▶ [SELECTED EXCERPT]

------------------------------------------------------------------------

UNITED STATES DISTRICT COURT FOR THE MIDDLE DISTRICT OF TENNESSEE NASHVILLE DIVISION
Jan 26, 2012
Case No. 3:11-cv-00188 (M.D. Tenn. Jan. 26, 2012)

Opinion

Case No. 3:11-cv-00188

01-26-2012

SAEID AZAMTARRAHIAN, Plaintiff, v. JOHN GRANT, FEDERAL BUREAU OF INVESTIGATION, and UNITED STATES DEPARTMENT OF JUSTICE Defendants.


Judge Campbell / Knowles

REPORT AND RECOMMENDATION


I. Introduction and Background

This matter is before the Court upon a Motion to Dismiss, or Alternatively, For Summary Judgment filed by Defendants Special Agent Grant, Federal Bureau of Investigation ("FBI"), and Department of Justice ("DOJ"). Docket No. 21. Along with their Motion, Defendants have contemporaneously filed a supporting Memorandum of Law (Docket No. 28); a Certification from United States Attorney Jerry Martin that Defendant Grant was acting within the scope of his employment as an employee of the United States at the time of the relevant incidents (Docket No. 23); and the Declarations of Defendant Grant (Docket No. 24), David Hardy (Docket No. 25), and Shawn Thomas (Docket No. 26).

Plaintiff has not filed a Response.

------------------------------------------------------------------------

▶ [GOAL OF THE EXERCISE]
Extract word for word the passage of the report and recommendation that opens with the words containing "I. Introduction and" and closes with "(Docket No. 26).". The listing that comes next has no role in this work.

▶ [DATASET EXTRACT]
------------------------------------------------------------------------

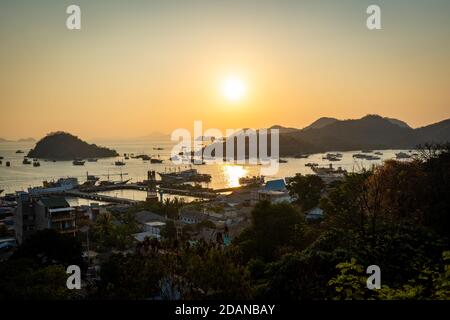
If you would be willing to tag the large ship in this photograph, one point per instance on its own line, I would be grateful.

------------------------------------------------------------------------

▶ [CORRECT OUTPUT]
I. Introduction and Background

This matter is before the Court upon a Motion to Dismiss, or Alternatively, For Summary Judgment filed by Defendants Special Agent Grant, Federal Bureau of Investigation ("FBI"), and Department of Justice ("DOJ"). Docket No. 21. Along with their Motion, Defendants have contemporaneously filed a supporting Memorandum of Law (Docket No. 28); a Certification from United States Attorney Jerry Martin that Defendant Grant was acting within the scope of his employment as an employee of the United States at the time of the relevant incidents (Docket No. 23); and the Declarations of Defendant Grant (Docket No. 24), David Hardy (Docket No. 25), and Shawn Thomas (Docket No. 26).